===== EXTRACTED ENTRIES =====

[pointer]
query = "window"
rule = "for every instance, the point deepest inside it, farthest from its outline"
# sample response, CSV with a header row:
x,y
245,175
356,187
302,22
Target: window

=====

[EXERCISE AIM]: Take the records above and copy them out exactly.

[RESPONSE]:
[pointer]
query = "window"
rule = "for every instance, the point deepest inside it, farthest from its outline"
# sample response, CSV with a header row:
x,y
245,175
356,187
302,22
Target: window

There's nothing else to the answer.